───── Selected passage ─────
Post by marcus on Jul 22, 2010 16:42:26 GMT -5
This is part of the new law now HBO just signed.
The government at present has the authority to seize only banks.(NOT NOW THEY CAN SEIZE ANYTHING)
"Our system permitted a scale of risk taking that has caused grave damage to the fortunes of all Americans," Geithner said in testimony before the House Financial Services Committee. " . . . We must create a new resolution authority so that the federal government has the tools it needs to unwind an institution of the size and complexity of AIG."
The administration plans to send legislation to Capitol Hill this week. The hearing on Capitol Hill was scheduled to address the furor over bonuses paid to executives at AIG, which the government has propped up with about $180 billion in federal aid. The company paid more than $165 million in retention bonuses to employees at its Financial Products division, the same unit whose complex derivatives largely precipitated the company's downfall.
Republican lawmakers used their opening statements to question who in the Obama knew about the bonuses and whether more could have been done to stop them. They also voiced strong reservations about whether the new administration's economic track record so far could support a move to further expand its powers.
─────
— What to do —
A: Decide whether each statement below agrees with the forum post. Answer yes or no for each, and quote the words of the post that settle it.
(i) The government propped up AIG with about $180 billion in federal aid.
(ii) AIG paid less than $100 million in retention bonuses to employees at its Financial Products division.
(iii) Geithner gave his testimony before the Senate Banking Committee.
B: Transcribe the part of the forum post starting at "The government at" and ending at "the company's downfall.".
C: According to the forum post, when does the administration plan to send legislation to Capitol Hill?
───── Supplied information ─────
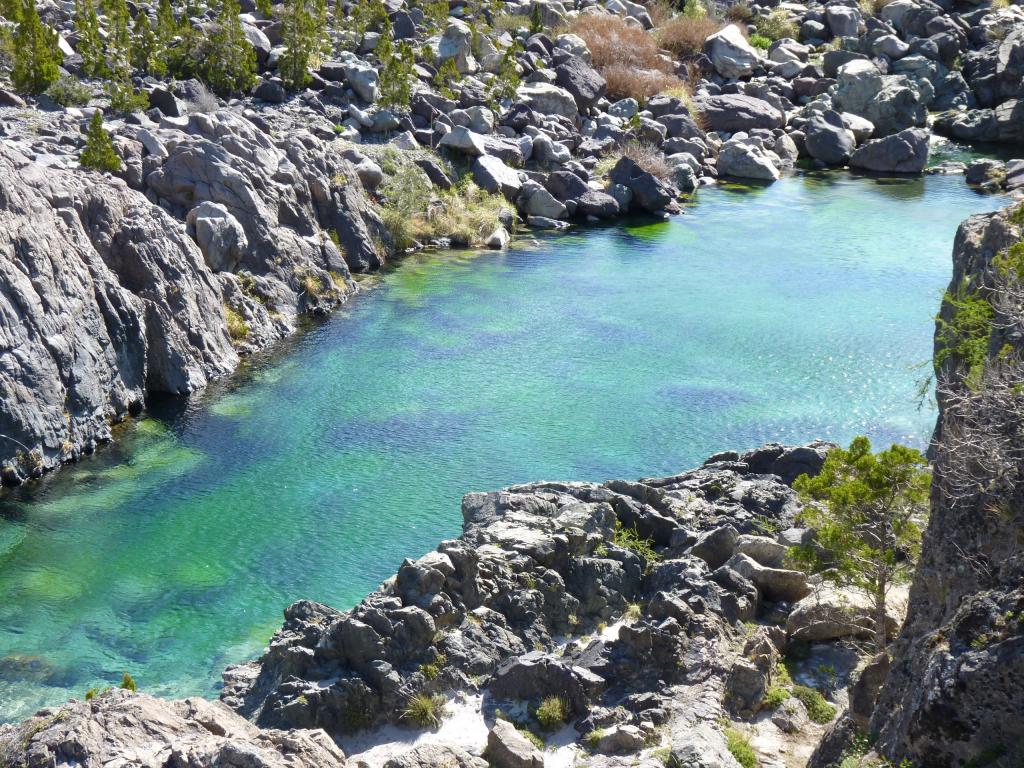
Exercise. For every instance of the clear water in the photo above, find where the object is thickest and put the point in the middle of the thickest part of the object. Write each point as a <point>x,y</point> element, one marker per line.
<point>790,312</point>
─────
— Responses in order —
A:
(i) Yes: "which the government has propped up with about $180 billion in federal aid"
(ii) No: "The company paid more than $165 million in retention bonuses to employees at its Financial Products division"
(iii) No: "Geithner said in testimony before the House Financial Services Committee"

B:
The government at present has the authority to seize only banks.(NOT NOW THEY CAN SEIZE ANYTHING)
"Our system permitted a scale of risk taking that has caused grave damage to the fortunes of all Americans," Geithner said in testimony before the House Financial Services Committee. " . . . We must create a new resolution authority so that the federal government has the tools it needs to unwind an institution of the size and complexity of AIG."
The administration plans to send legislation to Capitol Hill this week. The hearing on Capitol Hill was scheduled to address the furor over bonuses paid to executives at AIG, which the government has propped up with about $180 billion in federal aid. The company paid more than $165 million in retention bonuses to employees at its Financial Products division, the same unit whose complex derivatives largely precipitated the company's downfall.

C: This week.